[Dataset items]
· · · · · · ·

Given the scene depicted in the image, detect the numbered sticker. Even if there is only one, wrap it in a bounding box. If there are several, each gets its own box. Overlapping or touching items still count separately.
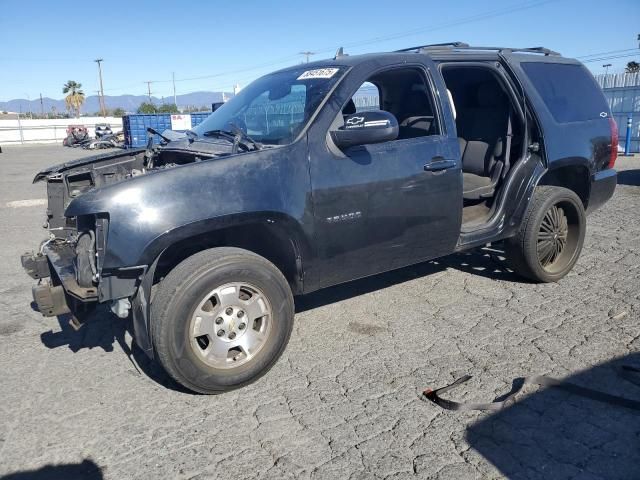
[298,68,339,80]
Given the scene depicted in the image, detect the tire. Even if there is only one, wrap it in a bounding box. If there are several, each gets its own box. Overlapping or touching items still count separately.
[151,247,294,394]
[505,186,587,283]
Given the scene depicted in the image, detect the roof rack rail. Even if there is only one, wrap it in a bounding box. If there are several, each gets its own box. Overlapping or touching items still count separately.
[395,42,469,52]
[396,42,561,56]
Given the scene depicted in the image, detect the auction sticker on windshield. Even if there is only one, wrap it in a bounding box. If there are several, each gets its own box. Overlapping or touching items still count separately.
[297,68,339,80]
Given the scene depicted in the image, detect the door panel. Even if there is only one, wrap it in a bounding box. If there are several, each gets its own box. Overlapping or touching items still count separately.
[311,136,462,286]
[305,55,462,291]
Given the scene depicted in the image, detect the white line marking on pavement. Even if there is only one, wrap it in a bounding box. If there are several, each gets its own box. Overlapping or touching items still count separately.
[7,198,47,208]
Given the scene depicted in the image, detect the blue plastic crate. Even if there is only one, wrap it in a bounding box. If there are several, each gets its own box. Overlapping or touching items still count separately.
[122,112,211,148]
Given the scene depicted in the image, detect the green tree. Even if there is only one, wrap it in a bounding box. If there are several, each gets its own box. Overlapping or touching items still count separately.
[158,103,180,113]
[138,102,158,114]
[624,61,640,73]
[62,80,84,117]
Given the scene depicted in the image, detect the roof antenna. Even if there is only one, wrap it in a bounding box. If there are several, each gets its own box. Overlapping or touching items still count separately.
[333,47,349,60]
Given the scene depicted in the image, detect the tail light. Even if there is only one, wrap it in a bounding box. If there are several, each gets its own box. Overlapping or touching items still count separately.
[607,117,619,168]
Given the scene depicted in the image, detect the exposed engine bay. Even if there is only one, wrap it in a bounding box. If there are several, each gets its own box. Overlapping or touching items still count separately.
[33,146,220,240]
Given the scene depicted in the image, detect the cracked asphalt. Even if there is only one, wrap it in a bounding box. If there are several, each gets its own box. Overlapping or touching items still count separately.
[0,145,640,479]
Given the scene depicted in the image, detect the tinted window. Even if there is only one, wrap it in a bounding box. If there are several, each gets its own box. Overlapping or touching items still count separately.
[521,62,609,123]
[353,82,380,112]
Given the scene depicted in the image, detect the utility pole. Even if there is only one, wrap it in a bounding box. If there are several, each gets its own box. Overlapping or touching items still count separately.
[171,72,178,108]
[94,58,107,117]
[144,80,153,103]
[300,50,316,63]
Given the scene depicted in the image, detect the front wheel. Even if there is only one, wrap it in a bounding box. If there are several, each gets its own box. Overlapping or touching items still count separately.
[151,247,294,394]
[505,186,587,282]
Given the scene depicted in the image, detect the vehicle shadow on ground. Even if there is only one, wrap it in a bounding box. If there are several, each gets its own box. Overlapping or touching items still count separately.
[464,353,640,479]
[618,170,640,187]
[0,460,104,480]
[35,248,522,393]
[295,248,526,313]
[40,306,185,393]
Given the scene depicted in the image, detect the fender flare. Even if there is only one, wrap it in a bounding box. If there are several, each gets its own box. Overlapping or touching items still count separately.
[131,212,311,359]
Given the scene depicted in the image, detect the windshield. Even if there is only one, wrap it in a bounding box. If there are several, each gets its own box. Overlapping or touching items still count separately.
[193,67,344,145]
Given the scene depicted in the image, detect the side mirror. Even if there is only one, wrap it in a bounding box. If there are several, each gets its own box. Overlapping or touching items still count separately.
[331,110,399,148]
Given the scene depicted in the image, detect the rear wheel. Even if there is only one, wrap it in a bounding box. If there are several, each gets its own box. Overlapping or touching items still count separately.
[151,247,294,393]
[505,186,586,282]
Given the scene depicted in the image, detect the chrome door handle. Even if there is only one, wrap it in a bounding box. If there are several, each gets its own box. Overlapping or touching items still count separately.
[424,157,456,172]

· · · · · · ·

What needs to be done
Copy out the records word for word, from the line with "Given the scene depicted in the image, detect the blue" up to and including the line with "[62,80,84,117]".

Answer to the exercise
Given the scene depicted in the image, detect the blue plastic crate. Even if there is only one, wrap it in a bounding box. If there are several, each gets its own box. Overlapping or touching items still count separately.
[122,112,211,148]
Given the scene depicted in the image, detect the green tree. Even if there is only one, wrap it in a bounding box. If there are several, each gets its own box. Overlapping or touching items still count separately.
[158,103,180,113]
[138,102,158,114]
[624,61,640,73]
[62,80,84,117]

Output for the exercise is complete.